* BEGIN Provided data *
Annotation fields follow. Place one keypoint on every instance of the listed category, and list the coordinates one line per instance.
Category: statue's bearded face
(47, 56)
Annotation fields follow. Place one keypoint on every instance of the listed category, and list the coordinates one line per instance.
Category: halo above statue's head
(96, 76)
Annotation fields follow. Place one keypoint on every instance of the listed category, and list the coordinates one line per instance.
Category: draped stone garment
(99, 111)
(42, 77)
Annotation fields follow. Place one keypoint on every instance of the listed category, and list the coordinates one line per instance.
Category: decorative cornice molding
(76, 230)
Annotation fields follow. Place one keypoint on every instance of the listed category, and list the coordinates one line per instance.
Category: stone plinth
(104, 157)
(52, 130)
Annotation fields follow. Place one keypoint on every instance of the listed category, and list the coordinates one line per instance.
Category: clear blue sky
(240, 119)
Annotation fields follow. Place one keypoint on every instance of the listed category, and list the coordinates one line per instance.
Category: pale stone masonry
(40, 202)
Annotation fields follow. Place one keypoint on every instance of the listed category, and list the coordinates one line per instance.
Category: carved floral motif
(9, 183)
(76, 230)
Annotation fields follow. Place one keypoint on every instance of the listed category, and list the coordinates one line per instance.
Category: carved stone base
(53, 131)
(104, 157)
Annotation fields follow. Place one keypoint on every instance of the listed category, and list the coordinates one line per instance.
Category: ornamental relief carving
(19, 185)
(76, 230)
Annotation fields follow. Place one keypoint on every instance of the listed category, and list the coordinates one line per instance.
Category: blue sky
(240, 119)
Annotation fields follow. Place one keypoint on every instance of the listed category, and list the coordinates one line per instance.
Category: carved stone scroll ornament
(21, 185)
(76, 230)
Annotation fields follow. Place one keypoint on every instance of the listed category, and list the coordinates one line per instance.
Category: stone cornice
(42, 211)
* END Provided data *
• _What you have to do_
Produce an exact copy of all the records.

• _Exercise solution_
Annotation fields follow. Place one keypoint on every instance of the listed category, and list the coordinates one line per instance.
Category: statue's bearded face
(47, 56)
Annotation fields follow. Place one keypoint on every instance of the listed category, and list the coordinates one line per instance.
Category: halo above statue's head
(96, 76)
Annotation fields follow. Place one keypoint on every instance of the listed category, and list the coordinates one line per instance.
Category: draped stone garment
(99, 111)
(42, 77)
Annotation fields follow. Place one keypoint on every instance of the listed category, and list the coordinates one line per instance.
Category: decorative cornice molding
(76, 230)
Annotation fields follow. Place one keypoint on every instance of the listed category, and list the coordinates one line per instance.
Category: stone plinth
(104, 157)
(52, 130)
Annotation fields follow. Place one keypoint on every instance of the listed category, and list the coordinates one line per instance.
Category: clear blue sky
(240, 119)
Annotation fields follow. Place one keypoint on every instance of the listed category, and list the coordinates one line per instance.
Category: pale stone masonry
(40, 202)
Annotation fields follow. Place one keypoint on every instance of the listed category, and list the coordinates one line per instance.
Category: carved floral motif
(9, 183)
(76, 230)
Annotation fields follow. Place one keypoint on every instance of the listed category, and list the coordinates one line per instance.
Category: carved stone base
(53, 131)
(104, 157)
Annotation fields follow. Place one keypoint on every instance of the listed category, and list the coordinates one line per instance.
Category: ornamental relief carving
(19, 185)
(76, 230)
Annotation fields follow. Place one keypoint on every instance of the listed category, and list the coordinates one line per instance.
Category: blue sky
(240, 119)
Annotation fields follow. Place one keypoint on every instance of the listed category, and list the coordinates one line per instance.
Category: carved stone scroll ornament
(21, 185)
(76, 230)
Annotation fields follow. Place one keypoint on every instance of the listed category, and list the coordinates one line per instance.
Category: stone cornice
(42, 211)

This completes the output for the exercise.